[WHAT THE EXERCISE ASKS]
In the entries that follow, find the line containing "Objective — one point per instance of the artichoke"; from there, copy every line exactly through the line containing "Objective — one point per instance of the magnolia".

Stored dataset items:

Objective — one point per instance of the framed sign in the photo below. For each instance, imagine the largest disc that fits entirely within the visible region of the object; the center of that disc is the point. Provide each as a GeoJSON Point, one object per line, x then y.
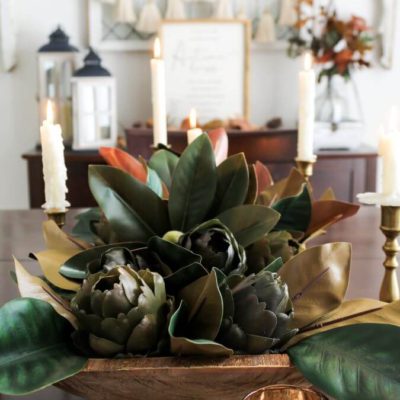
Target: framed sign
{"type": "Point", "coordinates": [207, 68]}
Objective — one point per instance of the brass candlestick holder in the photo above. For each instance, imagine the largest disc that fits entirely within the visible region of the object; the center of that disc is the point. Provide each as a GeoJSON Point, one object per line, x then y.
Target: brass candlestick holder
{"type": "Point", "coordinates": [390, 226]}
{"type": "Point", "coordinates": [306, 167]}
{"type": "Point", "coordinates": [57, 216]}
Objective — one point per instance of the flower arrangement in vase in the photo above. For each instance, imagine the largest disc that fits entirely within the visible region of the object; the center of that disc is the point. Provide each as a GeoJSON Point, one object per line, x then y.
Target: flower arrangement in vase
{"type": "Point", "coordinates": [202, 255]}
{"type": "Point", "coordinates": [339, 47]}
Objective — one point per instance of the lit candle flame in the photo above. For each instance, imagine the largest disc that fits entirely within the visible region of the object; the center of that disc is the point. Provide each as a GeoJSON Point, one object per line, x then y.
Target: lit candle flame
{"type": "Point", "coordinates": [50, 112]}
{"type": "Point", "coordinates": [308, 61]}
{"type": "Point", "coordinates": [157, 48]}
{"type": "Point", "coordinates": [193, 118]}
{"type": "Point", "coordinates": [393, 123]}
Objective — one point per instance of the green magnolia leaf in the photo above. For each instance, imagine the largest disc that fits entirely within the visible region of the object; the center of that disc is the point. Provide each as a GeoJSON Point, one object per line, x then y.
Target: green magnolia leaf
{"type": "Point", "coordinates": [83, 229]}
{"type": "Point", "coordinates": [154, 182]}
{"type": "Point", "coordinates": [295, 211]}
{"type": "Point", "coordinates": [205, 307]}
{"type": "Point", "coordinates": [355, 362]}
{"type": "Point", "coordinates": [184, 277]}
{"type": "Point", "coordinates": [164, 163]}
{"type": "Point", "coordinates": [76, 266]}
{"type": "Point", "coordinates": [35, 347]}
{"type": "Point", "coordinates": [249, 223]}
{"type": "Point", "coordinates": [233, 183]}
{"type": "Point", "coordinates": [251, 196]}
{"type": "Point", "coordinates": [193, 347]}
{"type": "Point", "coordinates": [134, 211]}
{"type": "Point", "coordinates": [175, 256]}
{"type": "Point", "coordinates": [194, 185]}
{"type": "Point", "coordinates": [275, 266]}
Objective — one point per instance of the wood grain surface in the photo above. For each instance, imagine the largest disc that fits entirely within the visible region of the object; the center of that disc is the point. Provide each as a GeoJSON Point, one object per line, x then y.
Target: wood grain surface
{"type": "Point", "coordinates": [183, 378]}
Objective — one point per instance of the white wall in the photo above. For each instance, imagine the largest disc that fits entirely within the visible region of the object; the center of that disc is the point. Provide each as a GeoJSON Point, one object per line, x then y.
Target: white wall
{"type": "Point", "coordinates": [273, 85]}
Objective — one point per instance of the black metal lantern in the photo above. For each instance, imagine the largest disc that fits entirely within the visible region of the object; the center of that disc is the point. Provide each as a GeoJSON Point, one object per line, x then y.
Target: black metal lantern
{"type": "Point", "coordinates": [94, 105]}
{"type": "Point", "coordinates": [56, 65]}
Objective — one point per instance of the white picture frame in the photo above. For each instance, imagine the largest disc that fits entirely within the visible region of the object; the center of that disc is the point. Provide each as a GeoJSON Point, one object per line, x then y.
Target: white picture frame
{"type": "Point", "coordinates": [196, 50]}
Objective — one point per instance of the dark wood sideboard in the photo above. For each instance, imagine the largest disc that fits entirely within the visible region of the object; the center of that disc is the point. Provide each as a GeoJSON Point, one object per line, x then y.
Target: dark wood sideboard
{"type": "Point", "coordinates": [347, 172]}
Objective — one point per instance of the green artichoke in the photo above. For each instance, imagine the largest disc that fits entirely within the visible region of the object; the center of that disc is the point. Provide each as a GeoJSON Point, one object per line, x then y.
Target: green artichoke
{"type": "Point", "coordinates": [258, 314]}
{"type": "Point", "coordinates": [122, 311]}
{"type": "Point", "coordinates": [217, 246]}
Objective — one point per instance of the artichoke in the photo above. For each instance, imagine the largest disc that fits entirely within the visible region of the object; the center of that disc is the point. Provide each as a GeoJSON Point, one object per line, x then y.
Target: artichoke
{"type": "Point", "coordinates": [259, 316]}
{"type": "Point", "coordinates": [122, 311]}
{"type": "Point", "coordinates": [217, 246]}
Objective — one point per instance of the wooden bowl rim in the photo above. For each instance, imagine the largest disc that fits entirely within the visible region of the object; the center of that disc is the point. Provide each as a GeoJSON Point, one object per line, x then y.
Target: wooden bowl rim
{"type": "Point", "coordinates": [178, 363]}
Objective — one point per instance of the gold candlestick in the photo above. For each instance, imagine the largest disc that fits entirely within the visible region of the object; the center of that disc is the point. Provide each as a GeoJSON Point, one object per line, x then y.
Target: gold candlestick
{"type": "Point", "coordinates": [306, 167]}
{"type": "Point", "coordinates": [57, 216]}
{"type": "Point", "coordinates": [390, 226]}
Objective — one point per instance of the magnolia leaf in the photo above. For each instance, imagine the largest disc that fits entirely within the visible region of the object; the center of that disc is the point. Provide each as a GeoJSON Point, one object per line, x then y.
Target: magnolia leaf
{"type": "Point", "coordinates": [192, 347]}
{"type": "Point", "coordinates": [251, 197]}
{"type": "Point", "coordinates": [249, 223]}
{"type": "Point", "coordinates": [273, 246]}
{"type": "Point", "coordinates": [275, 266]}
{"type": "Point", "coordinates": [164, 163]}
{"type": "Point", "coordinates": [184, 277]}
{"type": "Point", "coordinates": [220, 143]}
{"type": "Point", "coordinates": [317, 279]}
{"type": "Point", "coordinates": [174, 256]}
{"type": "Point", "coordinates": [327, 212]}
{"type": "Point", "coordinates": [84, 227]}
{"type": "Point", "coordinates": [122, 160]}
{"type": "Point", "coordinates": [354, 362]}
{"type": "Point", "coordinates": [288, 187]}
{"type": "Point", "coordinates": [264, 177]}
{"type": "Point", "coordinates": [56, 239]}
{"type": "Point", "coordinates": [76, 266]}
{"type": "Point", "coordinates": [352, 312]}
{"type": "Point", "coordinates": [193, 186]}
{"type": "Point", "coordinates": [154, 182]}
{"type": "Point", "coordinates": [35, 288]}
{"type": "Point", "coordinates": [50, 261]}
{"type": "Point", "coordinates": [205, 308]}
{"type": "Point", "coordinates": [295, 212]}
{"type": "Point", "coordinates": [328, 194]}
{"type": "Point", "coordinates": [134, 211]}
{"type": "Point", "coordinates": [233, 183]}
{"type": "Point", "coordinates": [35, 347]}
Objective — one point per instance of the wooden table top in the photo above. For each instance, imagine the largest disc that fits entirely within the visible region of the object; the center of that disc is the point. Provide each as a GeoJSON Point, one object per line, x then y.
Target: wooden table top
{"type": "Point", "coordinates": [20, 233]}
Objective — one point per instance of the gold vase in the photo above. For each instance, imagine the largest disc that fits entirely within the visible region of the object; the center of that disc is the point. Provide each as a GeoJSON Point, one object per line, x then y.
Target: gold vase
{"type": "Point", "coordinates": [390, 226]}
{"type": "Point", "coordinates": [306, 167]}
{"type": "Point", "coordinates": [57, 216]}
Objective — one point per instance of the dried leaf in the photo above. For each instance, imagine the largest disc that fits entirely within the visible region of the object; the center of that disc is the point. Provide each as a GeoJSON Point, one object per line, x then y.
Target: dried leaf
{"type": "Point", "coordinates": [34, 287]}
{"type": "Point", "coordinates": [327, 212]}
{"type": "Point", "coordinates": [264, 177]}
{"type": "Point", "coordinates": [320, 275]}
{"type": "Point", "coordinates": [328, 194]}
{"type": "Point", "coordinates": [120, 159]}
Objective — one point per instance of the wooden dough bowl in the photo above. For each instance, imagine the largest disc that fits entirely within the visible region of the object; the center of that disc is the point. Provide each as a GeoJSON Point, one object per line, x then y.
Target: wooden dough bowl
{"type": "Point", "coordinates": [190, 379]}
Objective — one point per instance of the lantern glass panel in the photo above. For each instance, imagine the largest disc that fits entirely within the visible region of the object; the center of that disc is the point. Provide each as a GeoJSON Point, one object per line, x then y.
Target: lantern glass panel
{"type": "Point", "coordinates": [50, 76]}
{"type": "Point", "coordinates": [96, 112]}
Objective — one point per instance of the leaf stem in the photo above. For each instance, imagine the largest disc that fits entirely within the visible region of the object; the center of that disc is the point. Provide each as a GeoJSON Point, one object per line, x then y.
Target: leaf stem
{"type": "Point", "coordinates": [336, 321]}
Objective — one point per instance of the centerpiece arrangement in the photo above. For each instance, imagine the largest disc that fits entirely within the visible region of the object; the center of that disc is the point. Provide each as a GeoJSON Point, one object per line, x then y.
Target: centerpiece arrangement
{"type": "Point", "coordinates": [196, 255]}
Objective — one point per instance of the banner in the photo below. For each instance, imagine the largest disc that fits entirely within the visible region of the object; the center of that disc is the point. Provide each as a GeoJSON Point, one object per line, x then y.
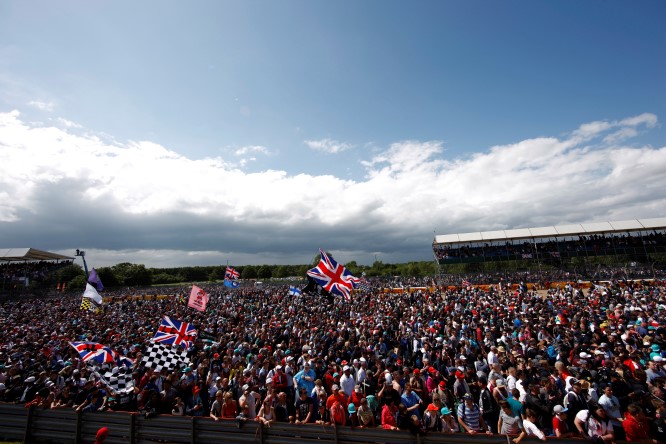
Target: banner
{"type": "Point", "coordinates": [198, 299]}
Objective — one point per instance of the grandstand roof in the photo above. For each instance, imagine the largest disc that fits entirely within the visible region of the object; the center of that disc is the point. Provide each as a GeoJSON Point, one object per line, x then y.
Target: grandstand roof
{"type": "Point", "coordinates": [29, 254]}
{"type": "Point", "coordinates": [554, 231]}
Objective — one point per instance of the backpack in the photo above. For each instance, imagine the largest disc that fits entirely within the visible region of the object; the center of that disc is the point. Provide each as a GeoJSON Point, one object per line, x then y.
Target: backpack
{"type": "Point", "coordinates": [338, 415]}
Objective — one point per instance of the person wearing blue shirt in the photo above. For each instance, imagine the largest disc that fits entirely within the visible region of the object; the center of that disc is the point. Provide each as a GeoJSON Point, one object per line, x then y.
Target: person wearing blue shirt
{"type": "Point", "coordinates": [305, 378]}
{"type": "Point", "coordinates": [411, 400]}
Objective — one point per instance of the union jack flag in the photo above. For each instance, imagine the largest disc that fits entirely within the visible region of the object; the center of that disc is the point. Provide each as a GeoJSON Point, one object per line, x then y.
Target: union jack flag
{"type": "Point", "coordinates": [333, 277]}
{"type": "Point", "coordinates": [231, 273]}
{"type": "Point", "coordinates": [175, 332]}
{"type": "Point", "coordinates": [92, 351]}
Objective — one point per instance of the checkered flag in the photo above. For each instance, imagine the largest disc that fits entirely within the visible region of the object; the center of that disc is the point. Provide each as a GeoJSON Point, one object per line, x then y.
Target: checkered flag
{"type": "Point", "coordinates": [159, 356]}
{"type": "Point", "coordinates": [119, 379]}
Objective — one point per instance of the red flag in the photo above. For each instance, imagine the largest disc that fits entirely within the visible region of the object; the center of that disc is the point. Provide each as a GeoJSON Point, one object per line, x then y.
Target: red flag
{"type": "Point", "coordinates": [198, 299]}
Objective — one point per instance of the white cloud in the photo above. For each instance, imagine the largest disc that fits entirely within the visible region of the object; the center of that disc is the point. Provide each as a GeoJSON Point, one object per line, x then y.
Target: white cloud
{"type": "Point", "coordinates": [140, 196]}
{"type": "Point", "coordinates": [43, 106]}
{"type": "Point", "coordinates": [252, 149]}
{"type": "Point", "coordinates": [328, 146]}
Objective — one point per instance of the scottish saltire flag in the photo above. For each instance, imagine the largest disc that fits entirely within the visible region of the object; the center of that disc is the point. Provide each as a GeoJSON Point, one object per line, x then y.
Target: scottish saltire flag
{"type": "Point", "coordinates": [95, 280]}
{"type": "Point", "coordinates": [198, 299]}
{"type": "Point", "coordinates": [92, 294]}
{"type": "Point", "coordinates": [333, 277]}
{"type": "Point", "coordinates": [231, 283]}
{"type": "Point", "coordinates": [175, 332]}
{"type": "Point", "coordinates": [92, 351]}
{"type": "Point", "coordinates": [86, 305]}
{"type": "Point", "coordinates": [231, 273]}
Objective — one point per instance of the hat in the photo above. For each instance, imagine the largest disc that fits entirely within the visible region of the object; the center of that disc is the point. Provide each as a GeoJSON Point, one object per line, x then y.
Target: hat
{"type": "Point", "coordinates": [559, 409]}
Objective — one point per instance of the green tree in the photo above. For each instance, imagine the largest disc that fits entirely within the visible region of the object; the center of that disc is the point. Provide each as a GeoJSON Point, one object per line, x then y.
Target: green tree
{"type": "Point", "coordinates": [264, 272]}
{"type": "Point", "coordinates": [249, 272]}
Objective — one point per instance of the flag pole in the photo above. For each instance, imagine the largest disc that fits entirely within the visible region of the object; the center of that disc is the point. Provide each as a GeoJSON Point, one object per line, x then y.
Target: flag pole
{"type": "Point", "coordinates": [82, 254]}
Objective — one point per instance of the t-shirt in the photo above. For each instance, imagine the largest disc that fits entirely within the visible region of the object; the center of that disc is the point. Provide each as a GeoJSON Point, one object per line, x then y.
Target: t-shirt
{"type": "Point", "coordinates": [532, 430]}
{"type": "Point", "coordinates": [303, 407]}
{"type": "Point", "coordinates": [511, 424]}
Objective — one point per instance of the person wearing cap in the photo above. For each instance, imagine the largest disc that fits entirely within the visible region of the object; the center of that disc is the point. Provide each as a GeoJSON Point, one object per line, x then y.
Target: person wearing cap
{"type": "Point", "coordinates": [347, 382]}
{"type": "Point", "coordinates": [249, 399]}
{"type": "Point", "coordinates": [635, 425]}
{"type": "Point", "coordinates": [411, 401]}
{"type": "Point", "coordinates": [609, 402]}
{"type": "Point", "coordinates": [469, 417]}
{"type": "Point", "coordinates": [432, 421]}
{"type": "Point", "coordinates": [304, 407]}
{"type": "Point", "coordinates": [560, 426]}
{"type": "Point", "coordinates": [305, 378]}
{"type": "Point", "coordinates": [509, 423]}
{"type": "Point", "coordinates": [449, 424]}
{"type": "Point", "coordinates": [366, 417]}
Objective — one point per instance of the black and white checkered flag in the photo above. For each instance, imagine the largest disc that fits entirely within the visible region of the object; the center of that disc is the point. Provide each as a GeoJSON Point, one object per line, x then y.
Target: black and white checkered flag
{"type": "Point", "coordinates": [159, 356]}
{"type": "Point", "coordinates": [119, 379]}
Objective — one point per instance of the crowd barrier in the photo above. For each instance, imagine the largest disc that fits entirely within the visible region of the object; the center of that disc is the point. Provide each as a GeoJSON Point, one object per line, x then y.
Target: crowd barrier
{"type": "Point", "coordinates": [70, 427]}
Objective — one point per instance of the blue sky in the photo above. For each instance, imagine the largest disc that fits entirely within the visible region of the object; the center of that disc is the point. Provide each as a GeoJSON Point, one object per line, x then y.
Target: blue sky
{"type": "Point", "coordinates": [173, 133]}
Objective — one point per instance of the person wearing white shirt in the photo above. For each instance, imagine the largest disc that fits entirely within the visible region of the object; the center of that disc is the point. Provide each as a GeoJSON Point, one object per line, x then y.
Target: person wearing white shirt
{"type": "Point", "coordinates": [347, 382]}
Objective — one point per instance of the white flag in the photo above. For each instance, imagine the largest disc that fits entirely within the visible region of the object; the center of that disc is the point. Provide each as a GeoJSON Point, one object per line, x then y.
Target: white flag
{"type": "Point", "coordinates": [91, 293]}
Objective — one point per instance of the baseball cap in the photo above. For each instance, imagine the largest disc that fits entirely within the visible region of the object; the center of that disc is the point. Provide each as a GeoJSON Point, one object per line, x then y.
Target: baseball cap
{"type": "Point", "coordinates": [559, 409]}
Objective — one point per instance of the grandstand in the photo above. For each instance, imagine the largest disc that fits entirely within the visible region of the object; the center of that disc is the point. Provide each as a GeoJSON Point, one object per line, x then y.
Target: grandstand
{"type": "Point", "coordinates": [21, 266]}
{"type": "Point", "coordinates": [636, 243]}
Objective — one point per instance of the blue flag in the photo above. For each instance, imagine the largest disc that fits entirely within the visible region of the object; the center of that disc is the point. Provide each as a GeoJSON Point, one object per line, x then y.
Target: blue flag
{"type": "Point", "coordinates": [231, 284]}
{"type": "Point", "coordinates": [95, 280]}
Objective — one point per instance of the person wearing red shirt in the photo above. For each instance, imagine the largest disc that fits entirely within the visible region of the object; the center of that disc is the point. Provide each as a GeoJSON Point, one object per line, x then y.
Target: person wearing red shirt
{"type": "Point", "coordinates": [635, 425]}
{"type": "Point", "coordinates": [389, 412]}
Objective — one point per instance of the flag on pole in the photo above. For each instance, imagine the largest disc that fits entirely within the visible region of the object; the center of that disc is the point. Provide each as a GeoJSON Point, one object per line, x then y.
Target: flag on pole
{"type": "Point", "coordinates": [231, 273]}
{"type": "Point", "coordinates": [92, 351]}
{"type": "Point", "coordinates": [231, 283]}
{"type": "Point", "coordinates": [92, 294]}
{"type": "Point", "coordinates": [160, 356]}
{"type": "Point", "coordinates": [198, 299]}
{"type": "Point", "coordinates": [175, 332]}
{"type": "Point", "coordinates": [95, 280]}
{"type": "Point", "coordinates": [333, 277]}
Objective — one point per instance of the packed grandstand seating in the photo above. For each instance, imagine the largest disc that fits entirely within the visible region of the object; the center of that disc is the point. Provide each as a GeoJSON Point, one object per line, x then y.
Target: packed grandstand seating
{"type": "Point", "coordinates": [582, 246]}
{"type": "Point", "coordinates": [571, 361]}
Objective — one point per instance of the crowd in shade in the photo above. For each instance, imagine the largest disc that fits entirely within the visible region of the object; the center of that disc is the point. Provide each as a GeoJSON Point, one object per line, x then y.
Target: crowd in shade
{"type": "Point", "coordinates": [575, 362]}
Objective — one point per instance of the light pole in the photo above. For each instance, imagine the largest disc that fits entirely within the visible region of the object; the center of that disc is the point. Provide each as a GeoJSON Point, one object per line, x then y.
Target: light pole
{"type": "Point", "coordinates": [82, 254]}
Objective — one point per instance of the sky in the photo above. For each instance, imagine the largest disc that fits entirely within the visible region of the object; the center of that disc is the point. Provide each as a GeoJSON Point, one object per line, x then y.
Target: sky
{"type": "Point", "coordinates": [173, 133]}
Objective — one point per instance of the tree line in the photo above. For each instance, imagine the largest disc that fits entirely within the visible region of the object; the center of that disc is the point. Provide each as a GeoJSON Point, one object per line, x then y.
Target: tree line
{"type": "Point", "coordinates": [138, 275]}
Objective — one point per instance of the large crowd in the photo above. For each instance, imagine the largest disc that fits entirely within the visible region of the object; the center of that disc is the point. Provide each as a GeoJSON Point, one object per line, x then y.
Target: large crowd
{"type": "Point", "coordinates": [575, 362]}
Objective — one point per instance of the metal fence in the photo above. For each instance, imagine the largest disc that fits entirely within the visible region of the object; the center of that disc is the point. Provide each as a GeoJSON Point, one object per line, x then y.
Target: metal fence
{"type": "Point", "coordinates": [69, 427]}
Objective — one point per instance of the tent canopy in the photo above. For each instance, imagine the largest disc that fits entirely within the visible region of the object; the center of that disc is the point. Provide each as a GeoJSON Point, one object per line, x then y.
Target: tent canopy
{"type": "Point", "coordinates": [29, 254]}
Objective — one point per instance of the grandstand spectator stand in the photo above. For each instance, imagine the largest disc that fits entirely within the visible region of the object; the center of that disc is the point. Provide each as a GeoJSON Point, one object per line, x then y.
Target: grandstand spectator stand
{"type": "Point", "coordinates": [21, 266]}
{"type": "Point", "coordinates": [587, 248]}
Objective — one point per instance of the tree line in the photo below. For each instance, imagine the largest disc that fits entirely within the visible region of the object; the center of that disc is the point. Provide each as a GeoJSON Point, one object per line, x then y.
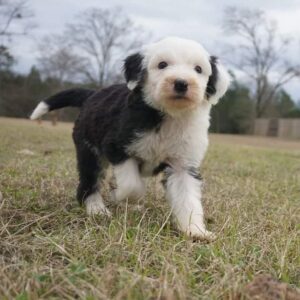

[REPLY TO THE TASK]
Objective — one point per instance of the artichoke in the photo above. For each instance, imagine the largest disc that fits entirely within the visible region of the object; the center of that disc is the point. Provide each as a GeoJSON Point, one object per line, x then y.
Target: artichoke
{"type": "Point", "coordinates": [259, 316]}
{"type": "Point", "coordinates": [122, 311]}
{"type": "Point", "coordinates": [217, 246]}
Objective — one point per instance of the wooden bowl rim in the photo above. For each instance, imagine the largest disc that fits entirely within the visible region of the object; the center of that disc is the point. Provide each as a GeoJSON Point, one object per line, x then y.
Target: wooden bowl rim
{"type": "Point", "coordinates": [178, 363]}
Objective — one point per instance of the gold candlestick in the photo above. For each instance, imagine the largest disc that fits entirely within the visible region of the object; the center of that disc is the point. Provide each as a GeoJSON Point, one object per line, x then y.
Target: gold candlestick
{"type": "Point", "coordinates": [306, 167]}
{"type": "Point", "coordinates": [57, 216]}
{"type": "Point", "coordinates": [390, 226]}
Objective — one point per instance of the magnolia leaf in the photo above. For each instance, imagine the largest disc that fits entirely within the visible region of the object; the center of that disc is the point. Provide each as a GeoJSON Point, one object per line, x then y.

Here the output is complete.